### [Instructions to follow]
Change "congestion tally" to "track survey" throughout the entries below and return the lines with no other edits. Omit the pictures from the output.
*** Material shown ***
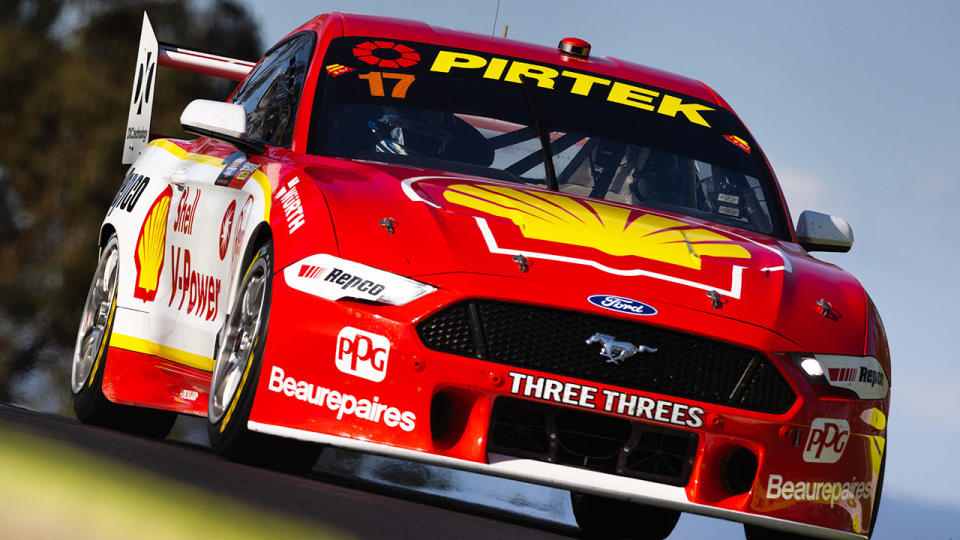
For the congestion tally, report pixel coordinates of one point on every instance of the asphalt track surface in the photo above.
(357, 507)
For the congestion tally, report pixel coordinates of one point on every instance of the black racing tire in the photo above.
(236, 372)
(91, 354)
(601, 517)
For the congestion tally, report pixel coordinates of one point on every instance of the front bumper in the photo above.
(306, 391)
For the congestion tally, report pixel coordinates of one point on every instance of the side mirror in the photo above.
(823, 232)
(222, 121)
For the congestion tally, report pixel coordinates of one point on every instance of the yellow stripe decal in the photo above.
(144, 346)
(243, 382)
(258, 175)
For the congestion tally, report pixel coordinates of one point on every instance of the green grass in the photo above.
(59, 491)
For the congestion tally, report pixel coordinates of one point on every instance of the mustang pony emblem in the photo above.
(614, 350)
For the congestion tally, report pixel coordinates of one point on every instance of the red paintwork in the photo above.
(132, 378)
(344, 202)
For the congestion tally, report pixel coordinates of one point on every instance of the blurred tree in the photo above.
(67, 76)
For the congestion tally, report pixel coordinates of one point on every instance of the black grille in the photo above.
(591, 441)
(554, 341)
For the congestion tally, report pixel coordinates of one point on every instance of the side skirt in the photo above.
(143, 380)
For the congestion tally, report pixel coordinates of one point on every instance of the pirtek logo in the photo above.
(350, 281)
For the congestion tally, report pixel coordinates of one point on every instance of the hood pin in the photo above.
(389, 224)
(523, 262)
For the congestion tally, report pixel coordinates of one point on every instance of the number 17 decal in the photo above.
(375, 80)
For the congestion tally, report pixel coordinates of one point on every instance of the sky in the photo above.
(857, 106)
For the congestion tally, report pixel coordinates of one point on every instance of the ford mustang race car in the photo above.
(510, 259)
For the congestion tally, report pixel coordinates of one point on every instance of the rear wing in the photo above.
(149, 55)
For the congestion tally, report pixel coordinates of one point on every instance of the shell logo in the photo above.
(151, 246)
(386, 54)
(611, 229)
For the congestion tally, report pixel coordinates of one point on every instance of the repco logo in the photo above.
(827, 441)
(362, 354)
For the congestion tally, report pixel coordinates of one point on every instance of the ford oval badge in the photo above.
(621, 304)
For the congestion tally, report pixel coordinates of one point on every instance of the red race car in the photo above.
(510, 259)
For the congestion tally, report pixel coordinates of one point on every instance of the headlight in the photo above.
(333, 278)
(863, 375)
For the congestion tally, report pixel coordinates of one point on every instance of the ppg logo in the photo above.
(827, 441)
(362, 354)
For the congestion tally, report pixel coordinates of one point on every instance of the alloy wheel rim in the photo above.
(96, 318)
(238, 341)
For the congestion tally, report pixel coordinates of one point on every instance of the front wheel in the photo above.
(600, 517)
(90, 357)
(235, 375)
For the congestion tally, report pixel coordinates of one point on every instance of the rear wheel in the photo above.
(235, 375)
(90, 357)
(600, 517)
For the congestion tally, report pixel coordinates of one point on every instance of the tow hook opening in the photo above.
(738, 471)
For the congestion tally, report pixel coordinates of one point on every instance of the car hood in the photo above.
(444, 223)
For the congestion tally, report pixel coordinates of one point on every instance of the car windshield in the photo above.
(477, 113)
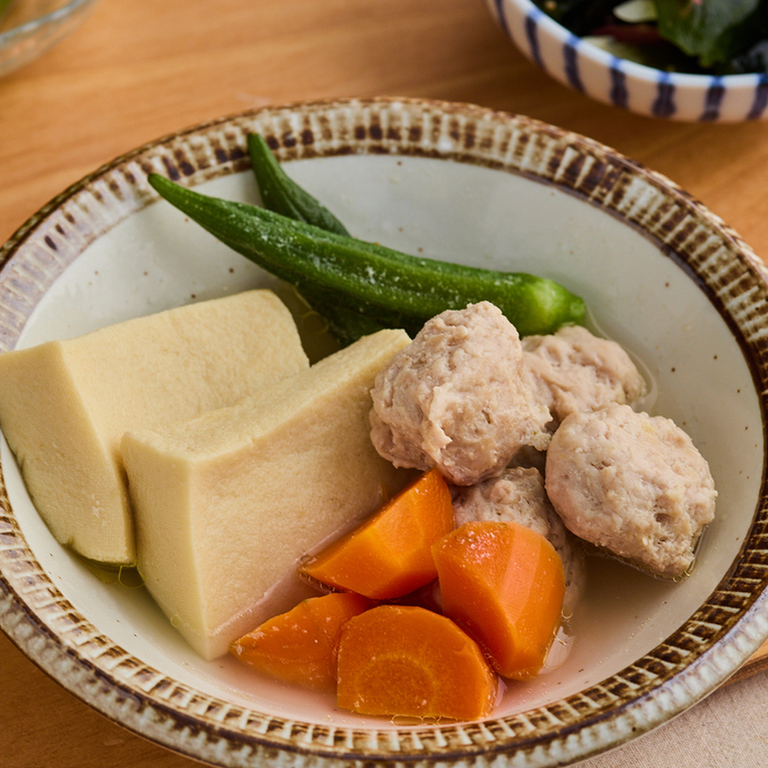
***
### [Right answer]
For the track survey, report pixel coordinates of one point on every instance of the asphalt track surface in the photo above.
(357, 507)
For the track survey, report pixel coordinates of one point on every instance of the black racing tire in the photo above.
(236, 372)
(91, 354)
(601, 517)
For the track survey, report pixel coordinates of one point on every instance of the front bumper in the photo above.
(306, 391)
For the track survey, report pixel coordinates of one point on every instance of the side mirror in the photo above.
(823, 232)
(222, 121)
For the track survey, report pixel coordinates of one point on every instance of the yellow stripe decal in the photo above.
(144, 346)
(243, 382)
(258, 175)
For the track survey, report pixel coordinates of one point on every instance of the green grass in the photo above.
(59, 491)
For the track survey, report pixel coordinates of one point on every instance of the mustang pony emblem in the photo above.
(614, 350)
For the track survey, report pixel coordinates of one point on every instance of the red paintwork in the photo above.
(132, 378)
(344, 202)
For the track survey, report pixel coordinates of one point on every instance of the blurred tree in the photo above.
(67, 76)
For the track survey, report pixel coordinates of one point on every instance of the black grille in the photo above.
(591, 441)
(554, 341)
For the track survey, report pixel coordinates of one point on every instance of the side skirt in the photo above.
(143, 380)
For the track survey, report pixel coordinates of one point on every instance of the pirtek logo in the photo above.
(350, 281)
For the track survey, report pixel coordinates of one point on every instance of the hood pin in the photo above.
(389, 224)
(523, 262)
For the track survey, report pixel coordinates of one point on every instance of the number 17 decal in the photo above.
(375, 80)
For the track survey, report pixel coordinates of one point on every instance of the sky in the photo above.
(857, 106)
For the track survey, report pixel coordinates of one point on every instance of the ford mustang race car in the photo above.
(510, 259)
For the track survey, report pixel coordinates of one point on every instance of the rear wing in the photo above.
(149, 55)
For the track survey, report pixel coordinates of one point on every instance of the shell logo in the photo above.
(151, 246)
(386, 54)
(611, 229)
For the track survey, report pixel coordinates of one point on every instance of the repco logo in the photo above.
(827, 441)
(362, 354)
For the track survey, report pixel coordinates of one point on every instance of the ford oval badge in the photo above.
(621, 304)
For the track survey, report pixel coordinates of one point on every instance of the red race car in the photo above.
(510, 259)
For the track survey, report pixel coordinates of one point on every instance of the headlight in the photo above.
(333, 278)
(863, 375)
For the track survey, report pixel coordinates of one point on every instance of the ppg logo in the photo above.
(827, 441)
(362, 354)
For the track survey, report pixel coordinates of one point on every instance of the alloy wheel rim in the photo above.
(96, 318)
(238, 341)
For the track survey, report pixel coordinates of one point on every instance of the front wheel in the photo above.
(600, 517)
(90, 357)
(235, 375)
For the track survey, report pixel coordinates of one point on every instance of the rear wheel in the photo above.
(235, 375)
(90, 357)
(600, 517)
For the track survey, report pixel coordinates of one point on every instance of the tow hook opening in the photo above.
(738, 471)
For the track survey, report pixel coordinates of one point on every instance of the car hood in the photo above.
(444, 223)
For the track survey, report pixel coordinates of one point on every instance of the car windshield in the photo above.
(477, 113)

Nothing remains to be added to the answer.